## Work order
In the material below, find every line containing the string "walking" and return it.

++++

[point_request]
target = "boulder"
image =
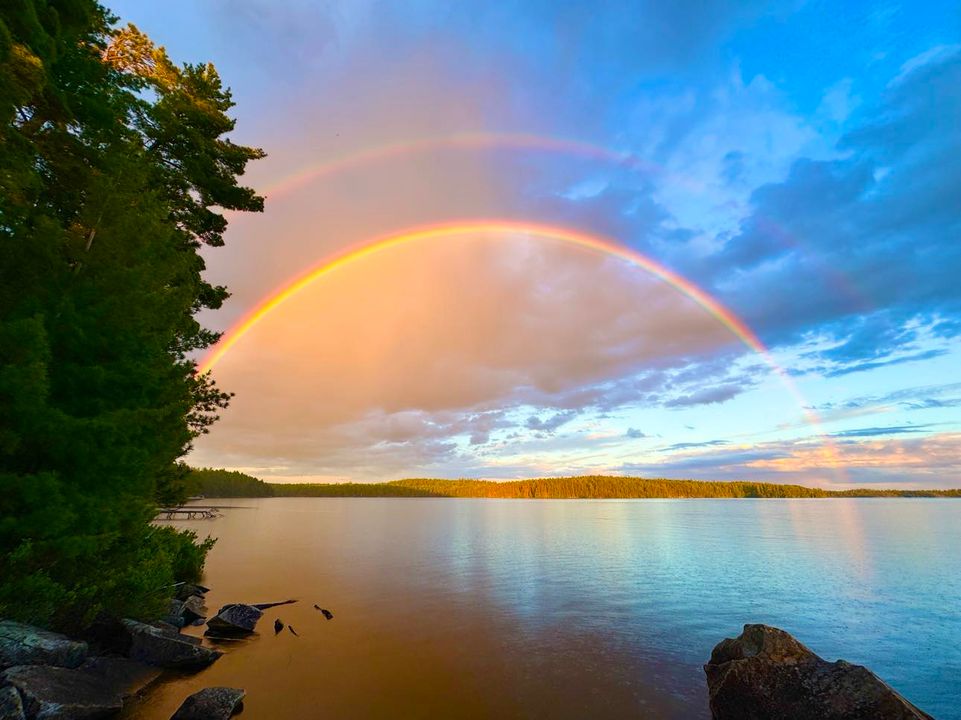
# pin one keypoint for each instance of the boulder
(194, 611)
(234, 619)
(11, 706)
(175, 613)
(164, 649)
(56, 693)
(217, 703)
(185, 590)
(26, 645)
(766, 673)
(124, 676)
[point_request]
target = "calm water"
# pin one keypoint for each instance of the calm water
(570, 609)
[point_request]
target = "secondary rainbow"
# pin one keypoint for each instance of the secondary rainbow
(529, 142)
(467, 228)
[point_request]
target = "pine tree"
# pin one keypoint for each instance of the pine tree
(114, 167)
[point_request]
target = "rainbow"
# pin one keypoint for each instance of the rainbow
(464, 228)
(544, 144)
(594, 243)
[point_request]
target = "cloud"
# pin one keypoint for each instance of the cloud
(707, 396)
(929, 462)
(881, 431)
(690, 445)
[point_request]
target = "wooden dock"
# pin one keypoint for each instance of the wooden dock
(188, 512)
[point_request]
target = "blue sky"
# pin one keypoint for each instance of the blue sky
(795, 160)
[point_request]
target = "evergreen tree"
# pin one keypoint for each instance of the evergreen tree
(114, 167)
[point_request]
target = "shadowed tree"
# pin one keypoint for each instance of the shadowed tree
(114, 167)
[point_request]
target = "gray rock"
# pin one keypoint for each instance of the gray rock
(185, 590)
(163, 649)
(26, 645)
(766, 673)
(175, 613)
(124, 676)
(194, 610)
(235, 618)
(11, 706)
(217, 703)
(56, 693)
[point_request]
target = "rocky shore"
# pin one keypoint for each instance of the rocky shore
(763, 674)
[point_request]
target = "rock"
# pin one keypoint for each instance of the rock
(124, 676)
(267, 606)
(194, 610)
(160, 648)
(175, 613)
(57, 693)
(170, 630)
(26, 645)
(11, 706)
(766, 673)
(217, 703)
(234, 619)
(185, 590)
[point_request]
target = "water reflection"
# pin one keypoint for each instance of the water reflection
(498, 608)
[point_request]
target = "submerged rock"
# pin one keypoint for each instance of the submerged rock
(185, 590)
(57, 693)
(194, 611)
(161, 648)
(175, 613)
(26, 645)
(124, 676)
(217, 703)
(233, 619)
(267, 606)
(11, 706)
(766, 673)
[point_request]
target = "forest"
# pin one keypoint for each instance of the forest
(116, 170)
(223, 483)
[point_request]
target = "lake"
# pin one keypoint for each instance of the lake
(569, 608)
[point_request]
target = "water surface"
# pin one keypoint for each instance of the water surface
(567, 608)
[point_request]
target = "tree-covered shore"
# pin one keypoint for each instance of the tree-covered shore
(222, 483)
(115, 169)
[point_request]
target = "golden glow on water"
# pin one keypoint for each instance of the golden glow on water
(567, 609)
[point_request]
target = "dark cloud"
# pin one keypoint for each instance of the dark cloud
(861, 247)
(881, 431)
(706, 396)
(551, 423)
(689, 445)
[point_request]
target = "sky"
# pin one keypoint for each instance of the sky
(792, 162)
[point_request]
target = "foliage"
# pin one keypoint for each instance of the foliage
(225, 483)
(114, 166)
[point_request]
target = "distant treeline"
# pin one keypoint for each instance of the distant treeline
(223, 483)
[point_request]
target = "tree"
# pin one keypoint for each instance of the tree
(114, 167)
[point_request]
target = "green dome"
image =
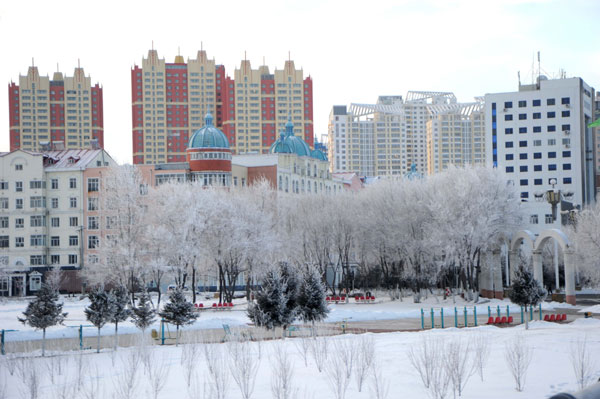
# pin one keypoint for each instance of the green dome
(318, 154)
(208, 136)
(290, 144)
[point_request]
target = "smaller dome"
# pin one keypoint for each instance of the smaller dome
(208, 136)
(318, 154)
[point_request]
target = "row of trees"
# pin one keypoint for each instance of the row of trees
(394, 233)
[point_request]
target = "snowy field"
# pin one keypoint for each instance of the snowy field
(184, 371)
(383, 309)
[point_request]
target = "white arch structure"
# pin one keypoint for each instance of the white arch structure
(537, 244)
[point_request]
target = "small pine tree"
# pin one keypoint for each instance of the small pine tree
(526, 291)
(311, 297)
(276, 301)
(143, 314)
(178, 311)
(100, 310)
(43, 312)
(120, 311)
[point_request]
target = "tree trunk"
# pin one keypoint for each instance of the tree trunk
(98, 348)
(193, 285)
(116, 335)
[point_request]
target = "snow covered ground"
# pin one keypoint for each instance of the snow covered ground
(105, 374)
(383, 309)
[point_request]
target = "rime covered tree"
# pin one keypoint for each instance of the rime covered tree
(43, 312)
(120, 311)
(143, 314)
(178, 311)
(275, 304)
(100, 310)
(526, 291)
(311, 297)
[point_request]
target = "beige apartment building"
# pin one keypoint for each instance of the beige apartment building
(455, 135)
(65, 112)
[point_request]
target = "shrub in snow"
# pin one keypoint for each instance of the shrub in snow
(100, 310)
(143, 314)
(178, 311)
(43, 312)
(120, 312)
(311, 297)
(275, 304)
(526, 291)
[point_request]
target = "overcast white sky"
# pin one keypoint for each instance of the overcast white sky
(354, 50)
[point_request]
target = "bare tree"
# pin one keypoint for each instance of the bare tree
(481, 348)
(365, 356)
(459, 364)
(218, 375)
(126, 382)
(282, 374)
(518, 357)
(582, 361)
(380, 386)
(244, 367)
(337, 377)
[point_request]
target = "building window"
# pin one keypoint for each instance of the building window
(73, 241)
(37, 240)
(93, 242)
(92, 204)
(37, 260)
(92, 222)
(93, 184)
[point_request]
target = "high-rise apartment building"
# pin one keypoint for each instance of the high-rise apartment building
(539, 136)
(386, 138)
(169, 101)
(455, 135)
(64, 112)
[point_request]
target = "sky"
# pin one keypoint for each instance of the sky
(354, 50)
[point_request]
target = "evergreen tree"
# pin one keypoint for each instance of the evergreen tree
(43, 312)
(120, 312)
(178, 311)
(100, 310)
(526, 291)
(143, 314)
(290, 277)
(311, 297)
(276, 301)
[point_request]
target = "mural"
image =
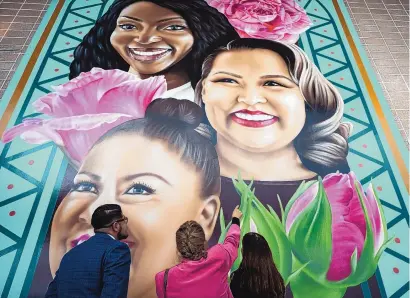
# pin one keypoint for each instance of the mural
(181, 110)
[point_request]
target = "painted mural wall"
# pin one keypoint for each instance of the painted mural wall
(180, 110)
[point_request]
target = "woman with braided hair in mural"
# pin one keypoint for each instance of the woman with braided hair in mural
(155, 37)
(201, 273)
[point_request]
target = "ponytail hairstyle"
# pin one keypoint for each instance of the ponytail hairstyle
(177, 123)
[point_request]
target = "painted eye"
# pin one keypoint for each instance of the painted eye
(231, 81)
(85, 187)
(127, 27)
(271, 83)
(140, 189)
(175, 28)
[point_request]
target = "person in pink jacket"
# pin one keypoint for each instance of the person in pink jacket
(201, 273)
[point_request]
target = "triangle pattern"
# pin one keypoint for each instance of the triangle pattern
(394, 284)
(327, 30)
(317, 22)
(5, 264)
(385, 190)
(64, 42)
(33, 164)
(73, 20)
(346, 94)
(316, 9)
(355, 109)
(52, 69)
(367, 145)
(17, 214)
(79, 32)
(18, 146)
(36, 95)
(326, 65)
(400, 232)
(320, 41)
(5, 242)
(80, 4)
(66, 56)
(335, 52)
(357, 127)
(362, 167)
(55, 83)
(90, 12)
(343, 77)
(12, 184)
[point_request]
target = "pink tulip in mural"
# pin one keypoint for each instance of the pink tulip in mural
(280, 20)
(339, 230)
(86, 107)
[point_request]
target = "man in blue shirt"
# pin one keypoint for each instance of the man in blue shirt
(100, 266)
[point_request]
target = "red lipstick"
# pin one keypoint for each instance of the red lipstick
(254, 119)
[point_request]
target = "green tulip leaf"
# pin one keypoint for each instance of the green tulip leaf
(311, 234)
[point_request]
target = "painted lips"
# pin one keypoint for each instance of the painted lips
(148, 55)
(253, 119)
(85, 237)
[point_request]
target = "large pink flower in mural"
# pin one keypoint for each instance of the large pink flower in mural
(338, 228)
(279, 20)
(85, 108)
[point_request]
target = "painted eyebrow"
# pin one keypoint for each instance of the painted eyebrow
(93, 176)
(132, 177)
(263, 77)
(160, 21)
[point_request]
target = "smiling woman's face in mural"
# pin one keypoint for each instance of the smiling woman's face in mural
(157, 192)
(252, 102)
(151, 38)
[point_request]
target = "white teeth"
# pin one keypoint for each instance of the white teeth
(148, 53)
(253, 117)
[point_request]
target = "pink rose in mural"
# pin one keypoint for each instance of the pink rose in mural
(86, 107)
(338, 228)
(279, 20)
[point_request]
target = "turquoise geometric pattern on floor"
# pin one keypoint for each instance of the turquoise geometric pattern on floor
(31, 175)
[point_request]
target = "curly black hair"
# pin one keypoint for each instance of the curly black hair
(210, 29)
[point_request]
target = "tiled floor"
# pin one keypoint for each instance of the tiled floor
(383, 27)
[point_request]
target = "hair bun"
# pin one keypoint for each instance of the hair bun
(172, 109)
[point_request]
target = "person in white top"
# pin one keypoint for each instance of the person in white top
(155, 37)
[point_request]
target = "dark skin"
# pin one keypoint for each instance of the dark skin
(153, 40)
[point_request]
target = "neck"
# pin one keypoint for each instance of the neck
(276, 165)
(175, 77)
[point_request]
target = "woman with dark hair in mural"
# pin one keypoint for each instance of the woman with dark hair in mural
(155, 37)
(165, 172)
(277, 119)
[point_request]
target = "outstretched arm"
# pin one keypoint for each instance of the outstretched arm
(52, 288)
(117, 265)
(231, 243)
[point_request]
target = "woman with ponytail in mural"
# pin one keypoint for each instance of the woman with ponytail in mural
(153, 157)
(277, 124)
(155, 37)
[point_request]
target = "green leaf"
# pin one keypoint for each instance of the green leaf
(293, 275)
(301, 189)
(303, 285)
(311, 235)
(353, 261)
(282, 212)
(269, 226)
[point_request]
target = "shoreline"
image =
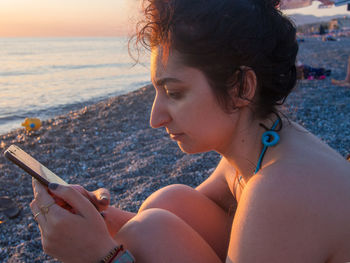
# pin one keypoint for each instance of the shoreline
(111, 144)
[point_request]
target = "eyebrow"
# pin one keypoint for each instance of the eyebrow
(161, 82)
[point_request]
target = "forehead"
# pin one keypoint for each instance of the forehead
(165, 63)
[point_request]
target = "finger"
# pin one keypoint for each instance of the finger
(41, 194)
(99, 198)
(103, 197)
(75, 199)
(37, 214)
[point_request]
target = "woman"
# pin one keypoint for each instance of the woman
(220, 69)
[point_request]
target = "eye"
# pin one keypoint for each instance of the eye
(174, 95)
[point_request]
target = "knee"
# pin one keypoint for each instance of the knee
(167, 197)
(149, 224)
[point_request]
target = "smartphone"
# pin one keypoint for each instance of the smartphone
(32, 166)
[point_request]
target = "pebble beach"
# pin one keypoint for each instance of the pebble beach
(111, 144)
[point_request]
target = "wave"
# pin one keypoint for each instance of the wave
(54, 68)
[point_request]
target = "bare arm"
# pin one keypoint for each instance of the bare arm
(274, 223)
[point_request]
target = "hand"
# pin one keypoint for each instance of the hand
(115, 218)
(100, 198)
(80, 237)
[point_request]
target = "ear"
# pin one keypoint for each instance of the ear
(249, 88)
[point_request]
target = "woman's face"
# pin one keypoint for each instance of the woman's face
(186, 107)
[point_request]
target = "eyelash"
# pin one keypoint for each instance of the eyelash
(174, 95)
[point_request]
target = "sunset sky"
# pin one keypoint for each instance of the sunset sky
(34, 18)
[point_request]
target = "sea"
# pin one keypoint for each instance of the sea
(46, 77)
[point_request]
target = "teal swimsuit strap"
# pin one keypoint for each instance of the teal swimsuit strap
(269, 138)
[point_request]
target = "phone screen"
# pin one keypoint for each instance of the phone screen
(32, 166)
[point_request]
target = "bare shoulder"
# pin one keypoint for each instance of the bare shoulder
(216, 187)
(295, 209)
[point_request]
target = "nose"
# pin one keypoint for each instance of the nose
(160, 116)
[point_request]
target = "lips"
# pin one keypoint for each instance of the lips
(176, 136)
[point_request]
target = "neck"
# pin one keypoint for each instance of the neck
(245, 146)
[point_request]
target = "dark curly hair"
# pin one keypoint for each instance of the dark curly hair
(218, 37)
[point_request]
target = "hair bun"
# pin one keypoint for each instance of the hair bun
(273, 3)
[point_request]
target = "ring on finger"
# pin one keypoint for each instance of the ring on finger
(36, 215)
(45, 209)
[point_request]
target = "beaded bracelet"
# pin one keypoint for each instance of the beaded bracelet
(112, 254)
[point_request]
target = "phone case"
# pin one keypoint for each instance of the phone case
(32, 166)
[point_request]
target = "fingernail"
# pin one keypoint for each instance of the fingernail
(104, 197)
(53, 186)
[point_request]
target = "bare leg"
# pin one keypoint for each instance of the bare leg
(210, 221)
(346, 81)
(157, 236)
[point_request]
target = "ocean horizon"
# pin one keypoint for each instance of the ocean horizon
(46, 77)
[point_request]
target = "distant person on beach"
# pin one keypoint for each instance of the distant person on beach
(220, 70)
(346, 81)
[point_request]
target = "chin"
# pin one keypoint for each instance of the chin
(191, 149)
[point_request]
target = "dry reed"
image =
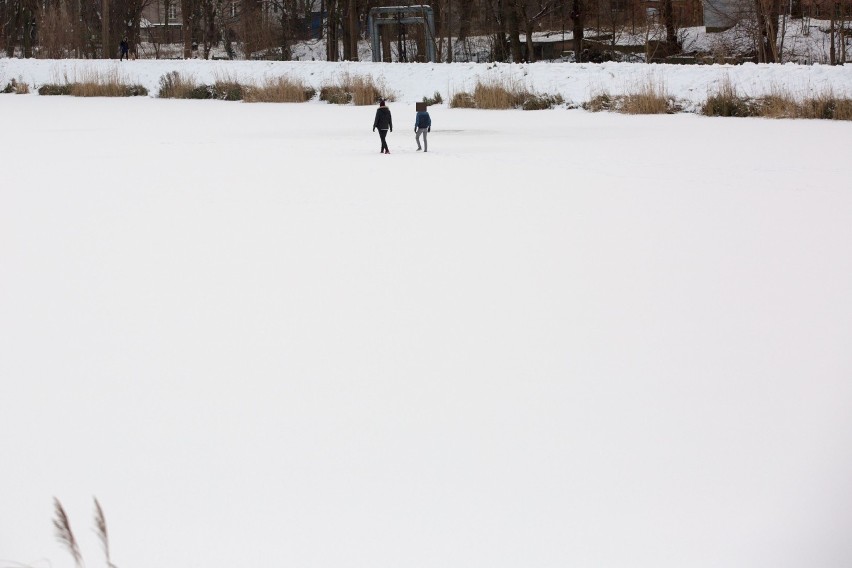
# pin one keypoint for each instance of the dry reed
(64, 533)
(279, 90)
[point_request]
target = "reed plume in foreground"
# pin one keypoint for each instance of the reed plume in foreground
(101, 530)
(65, 534)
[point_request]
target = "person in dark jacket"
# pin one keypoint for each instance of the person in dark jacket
(384, 123)
(124, 49)
(422, 125)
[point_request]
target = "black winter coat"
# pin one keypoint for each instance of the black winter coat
(383, 119)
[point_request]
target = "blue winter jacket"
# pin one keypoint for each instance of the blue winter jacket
(422, 120)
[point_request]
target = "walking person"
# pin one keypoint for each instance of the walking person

++++

## Answer for the task
target = "walking person"
# pin one keypoint for each instance of the walking person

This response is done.